Instrucciones:
En el texto sobre el servicio, ¿qué le causaba temor a San Agustín?

Cuando te cueste prestar un favor, un servicio a una persona, piensa que es hija de Dios, recuerda que el Señor nos mandó amarnos los unos a los otros. –Más aún: ahonda cotidianamente en este precepto evangélico; no te quedes en la superficie. Saca las consecuencias –bien fácil resulta–, y acomoda tu conducta de cada instante a esos requerimientos. (Surco, 727)
Que sepas, a diario y con generosidad, fastidiarte alegre y discretamente para servir y para hacer agradable la vida a los demás. Este modo de proceder es verdadera caridad de Jesucristo. (Forja, 150)
Si dejamos que Cristo reine en nuestra alma, no nos convertiremos en dominadores, seremos servidores de todos los hombres. Servicio. ¡Cómo me gusta esta palabra! Servir a mi Rey y, por Él, a todos los que han sido redimidos con su sangre. ¡Si los cristianos supiésemos servir! Vamos a confiar al Señor nuestra decisión de aprender a realizar esta tarea de servicio, porque sólo sirviendo podremos conocer y amar a Cristo, y darlo a conocer y lograr que otros más lo amen.
¿Cómo lo mostraremos a las almas? Con el ejemplo: que seamos testimonio suyo, con nuestra voluntaria servidumbre a Jesucristo, en todas nuestras actividades, porque es el Señor de todas las realidades de nuestra vida, porque es la única y la última razón de nuestra existencia. Después, cuando hayamos prestado ese testimonio del ejemplo, seremos capaces de instruir con la palabra, con la doctrina. Así obró Cristo: coepit facere et docere, primero enseñó con obras, luego con su predicación divina. (Es Cristo que pasa, 182)
La vida es breve en comparación con lo que viviremos después, así que nos anima a aprovechar cada oportunidad para encontrar al Señor. San Agustín decía que le causaba temor pensar que Jesús estuviera pasando cerca de su vida y no darse cuenta. Se trata de la incertidumbre, normal en esta tierra, de no saber si seremos capaces de acoger habitualmente la presencia de Dios, luz para nuestro camino.
«La confesión cristiana de Jesús como único salvador sostiene que toda la luz de Dios se ha concentrado en él, en su “vida luminosa”, en la que se desvela el origen y la consumación de la historia. No hay ninguna experiencia humana, ningún itinerario del hombre hacia Dios, que no pueda ser integrado, iluminado y purificado por esta luz»1. La luz de la fe confiere paz y confianza al alma del cristiano. Cristo, luz de luz, Dios verdadero, es quien da pleno sentido a todo lo que hacemos. Por eso nos interesa buscar su rostro, sin descanso y sin desmayo, presente en nuestras acciones, en nuestros amores, en nuestras ilusiones.
Hay que tener los ojos fijos en Jesús, quien ya resucitado dijo: «Mirad mis manos y mis pies» (Lc 24,39). «Mirar no es solo ver, es más, también implica intención, voluntad. Por eso es uno de los verbos del amor. La madre y el padre miran a su hijo, los enamorados se miran recíprocamente; el buen médico mira atentamente al paciente... Mirar es un primer paso contra la indiferencia, contra la tentación de volver la cara hacia otro lado ante las dificultades y sufrimientos ajenos. Mirar. Y yo, ¿veo o miro a Jesús?»2.

Entradas de datos:
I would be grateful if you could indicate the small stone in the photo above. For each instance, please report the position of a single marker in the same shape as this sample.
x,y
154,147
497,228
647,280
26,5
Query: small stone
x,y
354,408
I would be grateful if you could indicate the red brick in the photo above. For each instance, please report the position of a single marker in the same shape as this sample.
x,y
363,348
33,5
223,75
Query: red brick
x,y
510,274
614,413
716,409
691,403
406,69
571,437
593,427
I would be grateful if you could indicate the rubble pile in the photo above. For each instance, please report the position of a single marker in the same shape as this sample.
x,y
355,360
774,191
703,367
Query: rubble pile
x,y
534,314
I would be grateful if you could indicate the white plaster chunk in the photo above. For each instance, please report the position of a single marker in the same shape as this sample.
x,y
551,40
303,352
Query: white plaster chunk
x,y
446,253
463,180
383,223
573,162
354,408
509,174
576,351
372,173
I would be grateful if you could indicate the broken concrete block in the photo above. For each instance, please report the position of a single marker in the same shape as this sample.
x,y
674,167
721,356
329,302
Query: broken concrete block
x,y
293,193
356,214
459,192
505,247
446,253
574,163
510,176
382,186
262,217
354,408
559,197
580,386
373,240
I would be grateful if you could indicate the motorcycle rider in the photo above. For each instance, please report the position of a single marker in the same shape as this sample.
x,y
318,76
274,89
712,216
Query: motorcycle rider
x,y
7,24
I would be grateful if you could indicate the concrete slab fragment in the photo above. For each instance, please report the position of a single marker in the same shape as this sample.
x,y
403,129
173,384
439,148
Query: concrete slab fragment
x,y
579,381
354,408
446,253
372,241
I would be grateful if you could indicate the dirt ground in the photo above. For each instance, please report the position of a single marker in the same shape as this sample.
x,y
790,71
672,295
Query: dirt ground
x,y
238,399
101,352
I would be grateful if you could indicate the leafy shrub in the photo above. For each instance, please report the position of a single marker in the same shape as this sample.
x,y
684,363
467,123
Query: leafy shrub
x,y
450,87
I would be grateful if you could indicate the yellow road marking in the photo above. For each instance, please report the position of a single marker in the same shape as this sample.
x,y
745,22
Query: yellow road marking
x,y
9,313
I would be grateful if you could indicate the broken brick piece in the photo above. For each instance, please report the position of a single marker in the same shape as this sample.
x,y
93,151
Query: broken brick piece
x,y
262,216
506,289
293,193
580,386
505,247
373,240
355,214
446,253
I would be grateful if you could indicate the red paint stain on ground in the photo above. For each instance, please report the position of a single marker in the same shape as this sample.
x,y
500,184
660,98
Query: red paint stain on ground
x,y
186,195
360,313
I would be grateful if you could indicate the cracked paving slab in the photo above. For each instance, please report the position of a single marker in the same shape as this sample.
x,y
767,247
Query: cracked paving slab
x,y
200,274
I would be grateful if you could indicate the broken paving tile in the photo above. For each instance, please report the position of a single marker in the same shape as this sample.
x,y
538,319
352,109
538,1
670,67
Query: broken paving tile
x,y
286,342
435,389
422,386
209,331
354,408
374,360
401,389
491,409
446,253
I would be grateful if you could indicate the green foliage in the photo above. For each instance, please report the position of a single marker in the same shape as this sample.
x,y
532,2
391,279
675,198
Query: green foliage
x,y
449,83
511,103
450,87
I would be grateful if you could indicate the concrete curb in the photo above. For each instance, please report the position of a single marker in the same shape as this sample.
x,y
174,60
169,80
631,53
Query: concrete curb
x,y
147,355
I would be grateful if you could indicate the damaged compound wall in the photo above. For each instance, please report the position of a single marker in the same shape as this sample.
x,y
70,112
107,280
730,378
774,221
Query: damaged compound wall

Respuesta:
Pensar que Jesús estuviera pasando cerca de su vida y no darse cuenta.